Copy the listing from its first line through the line that contains "Return the mask of every instance of the fork handle.", both ends included, reproducing those lines character for character.
╭─ SUPPLIED ENTRIES
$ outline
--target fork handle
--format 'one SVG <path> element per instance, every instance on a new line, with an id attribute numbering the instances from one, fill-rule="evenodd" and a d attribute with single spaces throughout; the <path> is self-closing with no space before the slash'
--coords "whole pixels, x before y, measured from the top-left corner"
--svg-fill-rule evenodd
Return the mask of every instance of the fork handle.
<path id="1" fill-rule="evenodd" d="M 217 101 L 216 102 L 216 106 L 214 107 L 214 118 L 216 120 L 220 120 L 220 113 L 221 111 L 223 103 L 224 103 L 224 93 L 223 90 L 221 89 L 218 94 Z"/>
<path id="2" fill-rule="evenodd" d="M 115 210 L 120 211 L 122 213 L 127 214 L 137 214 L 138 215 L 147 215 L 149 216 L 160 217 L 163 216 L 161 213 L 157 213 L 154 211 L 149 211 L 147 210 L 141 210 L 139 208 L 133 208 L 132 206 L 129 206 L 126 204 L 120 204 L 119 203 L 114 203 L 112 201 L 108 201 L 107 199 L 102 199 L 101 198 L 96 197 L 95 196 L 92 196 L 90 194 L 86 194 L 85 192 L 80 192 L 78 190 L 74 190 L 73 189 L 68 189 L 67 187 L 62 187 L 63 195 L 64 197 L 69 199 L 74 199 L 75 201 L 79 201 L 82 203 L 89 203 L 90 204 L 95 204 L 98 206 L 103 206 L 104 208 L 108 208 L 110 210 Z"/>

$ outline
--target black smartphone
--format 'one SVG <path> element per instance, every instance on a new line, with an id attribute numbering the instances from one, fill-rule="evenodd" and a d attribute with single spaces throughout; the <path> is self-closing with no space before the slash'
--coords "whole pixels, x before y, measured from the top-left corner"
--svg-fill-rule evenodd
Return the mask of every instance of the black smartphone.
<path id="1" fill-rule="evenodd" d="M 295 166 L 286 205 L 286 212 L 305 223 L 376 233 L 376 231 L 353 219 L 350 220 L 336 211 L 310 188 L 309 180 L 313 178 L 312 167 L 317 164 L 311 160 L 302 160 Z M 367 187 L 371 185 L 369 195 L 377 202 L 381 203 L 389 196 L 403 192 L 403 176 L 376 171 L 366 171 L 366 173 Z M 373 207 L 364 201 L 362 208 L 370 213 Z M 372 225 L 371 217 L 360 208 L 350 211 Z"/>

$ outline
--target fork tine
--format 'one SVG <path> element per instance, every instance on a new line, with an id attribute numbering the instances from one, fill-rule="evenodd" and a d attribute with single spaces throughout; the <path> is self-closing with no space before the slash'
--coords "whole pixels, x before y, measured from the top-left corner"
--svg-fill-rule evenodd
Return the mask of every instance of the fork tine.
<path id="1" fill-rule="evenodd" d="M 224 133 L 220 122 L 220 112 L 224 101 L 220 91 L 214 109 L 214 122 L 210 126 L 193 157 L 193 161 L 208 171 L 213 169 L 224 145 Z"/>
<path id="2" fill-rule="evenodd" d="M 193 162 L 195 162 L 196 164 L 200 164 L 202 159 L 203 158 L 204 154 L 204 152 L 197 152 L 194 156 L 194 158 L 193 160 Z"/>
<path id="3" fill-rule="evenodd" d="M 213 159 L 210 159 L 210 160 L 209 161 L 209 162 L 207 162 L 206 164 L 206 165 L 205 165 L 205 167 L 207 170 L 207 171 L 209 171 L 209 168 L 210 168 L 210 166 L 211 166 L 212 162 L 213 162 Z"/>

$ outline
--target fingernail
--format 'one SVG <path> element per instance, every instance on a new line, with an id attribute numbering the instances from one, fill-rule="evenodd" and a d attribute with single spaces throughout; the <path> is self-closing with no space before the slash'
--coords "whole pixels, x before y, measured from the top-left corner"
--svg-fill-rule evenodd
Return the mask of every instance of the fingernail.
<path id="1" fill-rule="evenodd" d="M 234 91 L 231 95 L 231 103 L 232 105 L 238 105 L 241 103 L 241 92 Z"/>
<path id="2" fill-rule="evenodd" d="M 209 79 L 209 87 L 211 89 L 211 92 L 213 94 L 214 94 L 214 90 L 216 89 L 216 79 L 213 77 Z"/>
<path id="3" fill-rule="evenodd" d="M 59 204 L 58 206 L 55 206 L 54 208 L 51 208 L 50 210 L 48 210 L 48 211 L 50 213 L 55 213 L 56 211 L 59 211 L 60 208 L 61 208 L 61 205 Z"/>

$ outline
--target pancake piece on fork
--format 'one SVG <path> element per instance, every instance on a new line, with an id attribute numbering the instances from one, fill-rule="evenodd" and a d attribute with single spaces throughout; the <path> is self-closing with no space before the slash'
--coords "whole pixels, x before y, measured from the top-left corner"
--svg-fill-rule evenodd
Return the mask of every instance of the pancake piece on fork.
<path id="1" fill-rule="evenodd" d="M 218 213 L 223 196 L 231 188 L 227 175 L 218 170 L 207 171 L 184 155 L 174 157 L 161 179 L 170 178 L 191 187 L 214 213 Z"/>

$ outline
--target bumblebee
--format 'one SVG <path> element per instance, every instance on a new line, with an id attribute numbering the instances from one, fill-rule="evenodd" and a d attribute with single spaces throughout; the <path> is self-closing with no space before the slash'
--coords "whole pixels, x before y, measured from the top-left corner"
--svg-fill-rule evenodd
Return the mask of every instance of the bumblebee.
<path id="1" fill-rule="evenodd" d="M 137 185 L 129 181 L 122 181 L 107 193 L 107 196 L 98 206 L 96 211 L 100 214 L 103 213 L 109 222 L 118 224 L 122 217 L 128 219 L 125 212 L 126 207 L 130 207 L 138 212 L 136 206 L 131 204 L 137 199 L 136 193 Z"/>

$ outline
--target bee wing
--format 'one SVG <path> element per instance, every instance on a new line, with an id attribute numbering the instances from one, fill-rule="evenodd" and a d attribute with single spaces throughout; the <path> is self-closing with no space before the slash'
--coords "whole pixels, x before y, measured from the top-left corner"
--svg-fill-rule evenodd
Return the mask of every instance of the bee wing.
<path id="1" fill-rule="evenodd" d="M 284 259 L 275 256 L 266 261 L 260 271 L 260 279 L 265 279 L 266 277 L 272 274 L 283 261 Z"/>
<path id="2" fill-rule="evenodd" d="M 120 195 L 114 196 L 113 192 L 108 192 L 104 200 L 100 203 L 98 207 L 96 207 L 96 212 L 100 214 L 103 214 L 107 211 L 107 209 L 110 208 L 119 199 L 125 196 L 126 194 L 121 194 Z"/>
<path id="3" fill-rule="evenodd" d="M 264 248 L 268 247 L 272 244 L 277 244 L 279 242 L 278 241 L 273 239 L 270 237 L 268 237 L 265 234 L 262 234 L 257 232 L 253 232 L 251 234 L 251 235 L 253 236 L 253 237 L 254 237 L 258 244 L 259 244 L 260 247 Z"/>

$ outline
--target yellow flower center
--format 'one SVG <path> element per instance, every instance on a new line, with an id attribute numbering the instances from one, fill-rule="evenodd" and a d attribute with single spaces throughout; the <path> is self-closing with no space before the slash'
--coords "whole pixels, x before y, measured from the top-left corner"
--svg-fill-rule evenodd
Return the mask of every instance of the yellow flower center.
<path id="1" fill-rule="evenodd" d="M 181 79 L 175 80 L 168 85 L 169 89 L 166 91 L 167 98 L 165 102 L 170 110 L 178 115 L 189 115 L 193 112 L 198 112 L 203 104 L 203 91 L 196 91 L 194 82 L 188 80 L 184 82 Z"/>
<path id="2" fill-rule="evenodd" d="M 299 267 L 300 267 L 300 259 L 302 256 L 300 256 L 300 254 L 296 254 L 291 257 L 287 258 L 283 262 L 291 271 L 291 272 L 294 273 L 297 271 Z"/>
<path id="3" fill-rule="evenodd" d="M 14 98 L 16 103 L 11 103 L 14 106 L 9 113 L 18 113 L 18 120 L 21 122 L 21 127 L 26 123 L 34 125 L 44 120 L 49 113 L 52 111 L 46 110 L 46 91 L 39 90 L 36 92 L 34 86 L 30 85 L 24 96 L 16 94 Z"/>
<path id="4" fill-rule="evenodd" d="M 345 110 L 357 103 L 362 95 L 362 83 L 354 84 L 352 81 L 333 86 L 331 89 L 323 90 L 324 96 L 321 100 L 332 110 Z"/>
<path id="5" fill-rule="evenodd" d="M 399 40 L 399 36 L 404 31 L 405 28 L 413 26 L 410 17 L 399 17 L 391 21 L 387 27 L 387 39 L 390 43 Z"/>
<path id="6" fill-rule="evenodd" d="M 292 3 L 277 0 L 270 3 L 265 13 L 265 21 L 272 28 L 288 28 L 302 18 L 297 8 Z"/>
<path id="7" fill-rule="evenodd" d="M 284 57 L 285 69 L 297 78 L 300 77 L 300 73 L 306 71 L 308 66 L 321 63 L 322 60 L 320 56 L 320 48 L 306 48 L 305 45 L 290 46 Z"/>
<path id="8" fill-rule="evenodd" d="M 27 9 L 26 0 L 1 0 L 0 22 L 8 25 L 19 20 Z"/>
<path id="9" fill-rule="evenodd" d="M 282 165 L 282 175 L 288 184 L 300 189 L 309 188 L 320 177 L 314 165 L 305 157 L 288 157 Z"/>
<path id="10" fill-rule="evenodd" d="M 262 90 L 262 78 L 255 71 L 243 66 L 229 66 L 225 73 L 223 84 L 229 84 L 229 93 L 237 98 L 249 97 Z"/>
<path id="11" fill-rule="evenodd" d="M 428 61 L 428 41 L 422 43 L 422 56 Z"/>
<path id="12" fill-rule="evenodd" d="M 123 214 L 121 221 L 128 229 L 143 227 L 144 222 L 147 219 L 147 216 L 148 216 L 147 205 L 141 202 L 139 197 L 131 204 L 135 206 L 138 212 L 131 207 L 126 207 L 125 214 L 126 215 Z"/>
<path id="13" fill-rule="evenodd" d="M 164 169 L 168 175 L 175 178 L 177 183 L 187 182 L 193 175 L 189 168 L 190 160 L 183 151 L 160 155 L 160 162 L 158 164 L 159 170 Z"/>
╰─
## FULL RESPONSE
$ outline
--target fork handle
--format 'one SVG <path> element per instance, every instance on a new line, with an id attribute numbering the instances from one, fill-rule="evenodd" and a d attribute with single spaces throughout; the <path> is self-closing with no space before the slash'
--coords "whole pixels, x before y, measured from the top-left corner"
--svg-fill-rule evenodd
Return the mask of every instance of the fork handle.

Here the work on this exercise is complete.